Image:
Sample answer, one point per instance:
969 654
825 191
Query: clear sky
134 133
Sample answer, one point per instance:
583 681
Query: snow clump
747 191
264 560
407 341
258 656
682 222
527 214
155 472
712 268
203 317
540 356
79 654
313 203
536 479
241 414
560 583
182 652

(Requirement)
Reply with exactly the lines from the one containing "Query: clear sky" to the last line of the material, inclusive, and with nothing more.

(Completed exercise)
Query: clear sky
134 133
Sample answer, one point per instance:
583 681
Query: snow clump
747 191
264 560
407 341
258 656
682 222
527 214
155 472
712 268
203 317
540 356
79 654
313 203
536 479
241 414
560 583
182 652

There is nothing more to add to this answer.